--- Problem to work on ---
Quote the lines below word for word, beginning with the line that contains "bird's leg, one" and continuing through the line that contains "point(460, 540)".

Excerpts from point annotation data:
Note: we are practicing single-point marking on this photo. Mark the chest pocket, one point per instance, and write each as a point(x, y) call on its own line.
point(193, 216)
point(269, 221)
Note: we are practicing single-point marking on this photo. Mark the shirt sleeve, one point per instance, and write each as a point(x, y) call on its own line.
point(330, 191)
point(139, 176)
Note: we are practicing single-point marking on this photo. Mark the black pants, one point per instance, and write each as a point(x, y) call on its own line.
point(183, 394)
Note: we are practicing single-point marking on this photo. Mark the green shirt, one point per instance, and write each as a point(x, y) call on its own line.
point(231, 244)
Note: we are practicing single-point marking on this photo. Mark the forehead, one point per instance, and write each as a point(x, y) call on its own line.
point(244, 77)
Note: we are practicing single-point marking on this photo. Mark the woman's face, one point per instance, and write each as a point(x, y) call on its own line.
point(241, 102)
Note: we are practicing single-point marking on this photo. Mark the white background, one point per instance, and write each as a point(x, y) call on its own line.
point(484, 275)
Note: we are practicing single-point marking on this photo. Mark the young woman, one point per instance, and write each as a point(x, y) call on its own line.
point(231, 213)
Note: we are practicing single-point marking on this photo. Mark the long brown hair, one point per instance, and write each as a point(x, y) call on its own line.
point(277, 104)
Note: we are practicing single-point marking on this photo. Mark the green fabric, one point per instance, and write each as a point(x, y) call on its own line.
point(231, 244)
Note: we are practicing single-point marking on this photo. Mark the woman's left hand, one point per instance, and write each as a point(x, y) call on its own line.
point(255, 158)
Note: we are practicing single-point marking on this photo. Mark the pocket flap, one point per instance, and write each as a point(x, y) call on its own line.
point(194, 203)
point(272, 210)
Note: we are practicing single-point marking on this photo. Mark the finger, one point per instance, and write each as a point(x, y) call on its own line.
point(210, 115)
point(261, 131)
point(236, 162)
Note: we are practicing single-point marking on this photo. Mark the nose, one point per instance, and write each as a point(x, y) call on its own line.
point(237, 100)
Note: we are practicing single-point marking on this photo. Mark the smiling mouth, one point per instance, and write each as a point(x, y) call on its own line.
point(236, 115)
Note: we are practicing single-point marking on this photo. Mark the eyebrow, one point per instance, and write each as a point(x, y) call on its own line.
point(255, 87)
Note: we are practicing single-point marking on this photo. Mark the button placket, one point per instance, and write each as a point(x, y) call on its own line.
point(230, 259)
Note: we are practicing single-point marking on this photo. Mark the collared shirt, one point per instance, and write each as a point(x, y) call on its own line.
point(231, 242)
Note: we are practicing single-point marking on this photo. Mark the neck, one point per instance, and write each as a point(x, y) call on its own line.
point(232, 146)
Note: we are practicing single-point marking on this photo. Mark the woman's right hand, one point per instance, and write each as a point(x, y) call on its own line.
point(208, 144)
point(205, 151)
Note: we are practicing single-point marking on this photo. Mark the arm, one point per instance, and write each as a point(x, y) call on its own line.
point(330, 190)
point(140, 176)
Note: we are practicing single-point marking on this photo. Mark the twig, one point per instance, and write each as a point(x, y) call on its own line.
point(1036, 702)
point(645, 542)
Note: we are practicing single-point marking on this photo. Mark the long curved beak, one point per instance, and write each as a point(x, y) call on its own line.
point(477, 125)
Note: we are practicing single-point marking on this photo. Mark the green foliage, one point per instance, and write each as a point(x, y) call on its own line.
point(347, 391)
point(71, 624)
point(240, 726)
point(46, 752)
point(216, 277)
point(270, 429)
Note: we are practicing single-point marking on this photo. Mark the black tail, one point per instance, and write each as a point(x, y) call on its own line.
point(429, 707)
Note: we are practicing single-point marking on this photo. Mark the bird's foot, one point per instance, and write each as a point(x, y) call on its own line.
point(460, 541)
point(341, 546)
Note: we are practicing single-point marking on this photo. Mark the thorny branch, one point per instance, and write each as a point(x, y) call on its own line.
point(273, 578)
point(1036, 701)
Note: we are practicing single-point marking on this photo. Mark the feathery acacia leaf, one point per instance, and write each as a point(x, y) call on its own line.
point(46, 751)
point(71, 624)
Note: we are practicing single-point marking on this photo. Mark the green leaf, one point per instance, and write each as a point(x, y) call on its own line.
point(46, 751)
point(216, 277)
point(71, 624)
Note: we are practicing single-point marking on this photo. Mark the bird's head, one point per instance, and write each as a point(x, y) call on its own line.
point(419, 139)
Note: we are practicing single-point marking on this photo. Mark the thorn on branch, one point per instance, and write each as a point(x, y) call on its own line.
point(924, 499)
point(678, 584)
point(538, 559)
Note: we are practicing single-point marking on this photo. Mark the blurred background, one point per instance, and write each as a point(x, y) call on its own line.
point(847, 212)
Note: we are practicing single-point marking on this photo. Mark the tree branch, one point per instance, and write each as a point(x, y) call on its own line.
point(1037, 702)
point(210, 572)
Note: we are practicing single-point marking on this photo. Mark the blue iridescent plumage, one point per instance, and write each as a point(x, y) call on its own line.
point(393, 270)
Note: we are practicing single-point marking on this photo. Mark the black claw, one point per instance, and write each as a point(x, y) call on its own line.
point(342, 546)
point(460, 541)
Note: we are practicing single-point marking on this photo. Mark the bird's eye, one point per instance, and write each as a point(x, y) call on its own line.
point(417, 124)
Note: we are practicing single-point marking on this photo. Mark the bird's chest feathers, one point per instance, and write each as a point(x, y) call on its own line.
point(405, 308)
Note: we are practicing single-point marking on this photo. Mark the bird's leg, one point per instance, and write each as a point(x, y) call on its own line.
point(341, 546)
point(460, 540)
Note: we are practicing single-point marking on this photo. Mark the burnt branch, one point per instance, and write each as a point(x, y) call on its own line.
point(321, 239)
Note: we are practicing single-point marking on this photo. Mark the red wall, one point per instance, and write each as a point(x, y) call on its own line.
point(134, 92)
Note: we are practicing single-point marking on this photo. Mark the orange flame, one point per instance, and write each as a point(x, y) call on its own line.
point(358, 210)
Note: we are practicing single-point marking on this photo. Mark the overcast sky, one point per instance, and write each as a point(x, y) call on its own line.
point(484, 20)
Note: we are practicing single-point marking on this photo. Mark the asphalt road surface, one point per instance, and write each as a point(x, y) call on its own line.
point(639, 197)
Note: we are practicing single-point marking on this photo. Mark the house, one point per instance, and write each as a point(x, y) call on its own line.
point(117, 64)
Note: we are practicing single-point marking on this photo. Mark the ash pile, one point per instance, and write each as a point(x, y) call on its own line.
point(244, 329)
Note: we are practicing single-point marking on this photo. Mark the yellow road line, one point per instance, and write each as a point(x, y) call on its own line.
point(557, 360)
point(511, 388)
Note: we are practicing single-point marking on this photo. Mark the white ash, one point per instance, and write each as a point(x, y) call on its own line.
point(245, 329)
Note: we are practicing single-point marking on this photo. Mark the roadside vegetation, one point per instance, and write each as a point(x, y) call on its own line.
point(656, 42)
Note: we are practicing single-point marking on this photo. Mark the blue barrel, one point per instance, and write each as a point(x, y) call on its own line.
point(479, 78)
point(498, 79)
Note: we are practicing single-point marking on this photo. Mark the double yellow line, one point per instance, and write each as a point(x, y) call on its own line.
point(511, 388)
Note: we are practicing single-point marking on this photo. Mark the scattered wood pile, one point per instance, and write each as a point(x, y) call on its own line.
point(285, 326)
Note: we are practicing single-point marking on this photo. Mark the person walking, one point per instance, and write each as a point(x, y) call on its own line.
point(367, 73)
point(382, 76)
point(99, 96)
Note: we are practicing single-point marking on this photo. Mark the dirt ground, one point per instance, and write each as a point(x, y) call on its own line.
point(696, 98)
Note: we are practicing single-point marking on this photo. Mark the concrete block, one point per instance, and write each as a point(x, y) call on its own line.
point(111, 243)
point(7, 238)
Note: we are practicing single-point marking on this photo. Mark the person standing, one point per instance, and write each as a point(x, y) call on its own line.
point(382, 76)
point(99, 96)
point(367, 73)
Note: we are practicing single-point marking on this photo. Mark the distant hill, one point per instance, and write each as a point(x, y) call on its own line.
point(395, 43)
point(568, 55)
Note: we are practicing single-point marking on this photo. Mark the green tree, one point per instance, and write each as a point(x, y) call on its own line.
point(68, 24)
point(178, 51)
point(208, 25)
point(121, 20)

--- Finished task ---
Note: we are practicing single-point marking on this photo. Mark the bird's leg, one point per instance, and write each as a point(x, y) call on its own line.
point(341, 546)
point(460, 540)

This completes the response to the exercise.